Databricks Unity Catalog account vs workspace level understanding

I’m trying to create a Unity Catalog metastore and am getting an error when calling the databricks_metastore resource.

The documentation states that a metastore is a top-level container that can be shared across workspaces, which means it lives at the account level. This is further reinforced by the fact that creating a new metastore in the Databricks UI takes place in the account UI, not in the workspace UI. So the following error is actually quite confusing because it is telling me that the provider for calling databricks_metastore should have a host parameter which is only the case for a workspace level provider. How does that make any sense?

Error: cannot create metastore: Databricks API (/api/2.1/unity-catalog/metastores) requires you to set `host` property (or DATABRICKS_HOST env variable) to result of `databricks_mws_workspaces.this.workspace_url`. This error may happen if you're using provider in both normal and multiworkspace mode. Please refactor your code into different modules. Runnable example that we use for integration testing can be found in this repository at https://registry.terraform.io/providers/databricks/databricks/latest/docs/guides/aws-workspace

on [unity-catalog.tf](http://unity-catalog.tf/) line 93, in resource "databricks_metastore" "unity_catalog_metastore":

93: resource "databricks_metastore" "unity_catalog_metastore" {

What is even stranger is that the Databrick Terraform documentation seems to support the fact that calling the databricks_metastore resource should use a workspace level provider, as seen here but again how does that make any sense when a metastore is created at the account level? Which host am I supposed to use if I have multiple workspaces? At this point, I was pretty confused so I when into the Databricks Account UI and created a metastore and inspected the network tab only to find a POST api/2.0/accounts/{account_id}/metastores to create the metastore. That API call makes perfect sense since a metastore lives on the account level that it would call the accounts resource. There might be something I’m missing in the provider code found here but I don’t see how the databricks_metastore resource is operating on the account level?

There are probably somethings I don’t understand between the 2.0 and 2.1 APIs for unity catalog, so forgive me if it’s really just as simple as that. I will say, my team has followed the E2 workspace provisioning documentation here and created a Terraform module that calls all the databricks_mws_* resources. This module is already used in two separate Terraform projects which represent our workspaces/environments: prod and stage. Given that, if I were to put the shared Unity Catalog resources such as the s3 bucket, and IAM role in the module that creates a workspace I would end up with duplicates or module clashes right?

Anyway, I would greatly appreciate some guidance on this matter because to me it feels like the resource creation doesn’t follow the logical hierarchy stated in the documentation nor what is reflected in the Databricks account and workspace user interfaces. Thanks!

• _Goal_
Copy the stretch of the forum post from "Anyway, I would" through "user interfaces. Thanks!", changing "guidance" to "advice". None of the items are needed for this work.

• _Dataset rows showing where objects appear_
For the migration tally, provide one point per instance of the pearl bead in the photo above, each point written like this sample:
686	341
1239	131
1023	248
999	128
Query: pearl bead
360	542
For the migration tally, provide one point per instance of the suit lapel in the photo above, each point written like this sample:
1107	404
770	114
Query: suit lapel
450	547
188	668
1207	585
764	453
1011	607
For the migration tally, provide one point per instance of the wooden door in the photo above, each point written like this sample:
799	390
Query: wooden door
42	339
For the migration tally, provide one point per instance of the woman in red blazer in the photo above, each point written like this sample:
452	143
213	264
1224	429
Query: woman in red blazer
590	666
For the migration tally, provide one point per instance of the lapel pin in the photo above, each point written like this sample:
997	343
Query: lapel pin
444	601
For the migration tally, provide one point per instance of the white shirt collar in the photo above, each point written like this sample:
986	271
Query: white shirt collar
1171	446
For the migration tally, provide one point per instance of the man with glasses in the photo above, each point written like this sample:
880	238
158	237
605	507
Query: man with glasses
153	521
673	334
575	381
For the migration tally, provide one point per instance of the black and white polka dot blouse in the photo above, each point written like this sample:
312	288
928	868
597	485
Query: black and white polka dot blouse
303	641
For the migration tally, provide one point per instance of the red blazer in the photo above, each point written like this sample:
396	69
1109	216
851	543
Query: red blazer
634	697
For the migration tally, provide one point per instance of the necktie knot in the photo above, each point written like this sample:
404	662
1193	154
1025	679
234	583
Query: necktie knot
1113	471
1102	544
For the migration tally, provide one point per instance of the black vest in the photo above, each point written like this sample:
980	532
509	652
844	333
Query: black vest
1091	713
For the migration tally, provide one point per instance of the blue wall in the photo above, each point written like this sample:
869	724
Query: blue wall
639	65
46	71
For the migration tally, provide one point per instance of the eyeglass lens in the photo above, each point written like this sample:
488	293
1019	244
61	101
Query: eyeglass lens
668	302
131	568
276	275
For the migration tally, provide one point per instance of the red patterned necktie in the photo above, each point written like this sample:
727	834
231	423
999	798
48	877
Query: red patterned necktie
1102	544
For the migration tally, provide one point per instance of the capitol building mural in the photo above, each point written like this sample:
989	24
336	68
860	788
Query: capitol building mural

• _Solution for this task_
Anyway, I would greatly appreciate some advice on this matter because to me it feels like the resource creation doesn’t follow the logical hierarchy stated in the documentation nor what is reflected in the Databricks account and workspace user interfaces. Thanks!